**Input records**
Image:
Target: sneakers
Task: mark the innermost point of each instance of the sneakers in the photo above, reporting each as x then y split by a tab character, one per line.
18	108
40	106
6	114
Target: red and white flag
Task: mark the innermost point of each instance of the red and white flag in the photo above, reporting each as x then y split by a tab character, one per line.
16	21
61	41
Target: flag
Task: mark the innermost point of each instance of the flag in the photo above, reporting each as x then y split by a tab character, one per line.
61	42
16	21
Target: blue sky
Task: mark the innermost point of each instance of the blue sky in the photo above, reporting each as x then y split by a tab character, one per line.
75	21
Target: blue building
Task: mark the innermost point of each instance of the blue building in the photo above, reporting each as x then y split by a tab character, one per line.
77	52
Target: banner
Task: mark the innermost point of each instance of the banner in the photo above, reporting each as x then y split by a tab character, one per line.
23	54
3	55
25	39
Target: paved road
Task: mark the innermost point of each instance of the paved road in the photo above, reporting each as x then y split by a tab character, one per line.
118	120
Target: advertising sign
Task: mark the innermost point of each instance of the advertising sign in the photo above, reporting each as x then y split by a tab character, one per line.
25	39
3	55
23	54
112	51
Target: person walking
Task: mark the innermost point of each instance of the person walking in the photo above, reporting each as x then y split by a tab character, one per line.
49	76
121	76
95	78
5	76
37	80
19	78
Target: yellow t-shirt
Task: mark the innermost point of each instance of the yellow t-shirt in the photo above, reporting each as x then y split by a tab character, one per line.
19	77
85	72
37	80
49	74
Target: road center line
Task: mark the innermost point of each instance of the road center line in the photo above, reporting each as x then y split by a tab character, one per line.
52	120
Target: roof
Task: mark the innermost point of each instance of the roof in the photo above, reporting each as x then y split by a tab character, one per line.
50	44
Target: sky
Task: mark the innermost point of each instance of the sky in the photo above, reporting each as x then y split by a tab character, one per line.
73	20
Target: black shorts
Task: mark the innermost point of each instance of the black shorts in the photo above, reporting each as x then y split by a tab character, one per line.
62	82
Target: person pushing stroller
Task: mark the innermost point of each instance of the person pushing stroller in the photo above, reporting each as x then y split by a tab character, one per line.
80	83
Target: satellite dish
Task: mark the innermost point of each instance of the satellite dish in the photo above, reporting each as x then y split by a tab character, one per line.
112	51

**Task prompt**
In the listing above, the line with "Task: mark the innermost point of each instance of the sky" and every line after it must be set down word for word, and no other line.

**Response area**
Task: mark the innermost point of each instance of the sky in the photo above, reporting each as x then y split by a tab character, one per line.
73	20
Target: black shorts
Task: mark the innermost point of each instance of the black shorts in the photo above, reporting each as x then y split by a tab character, one per line.
62	82
Target: person pushing stroller
Task: mark the innermost point of each instance of the person pushing stroller in the photo above, reporting each as x then y split by a tab character, one per line.
80	83
Target: satellite dish
Task: mark the innermost point of each instance of the satellite dish in the photo above, reporting each as x then y split by a tab character, one per line.
112	51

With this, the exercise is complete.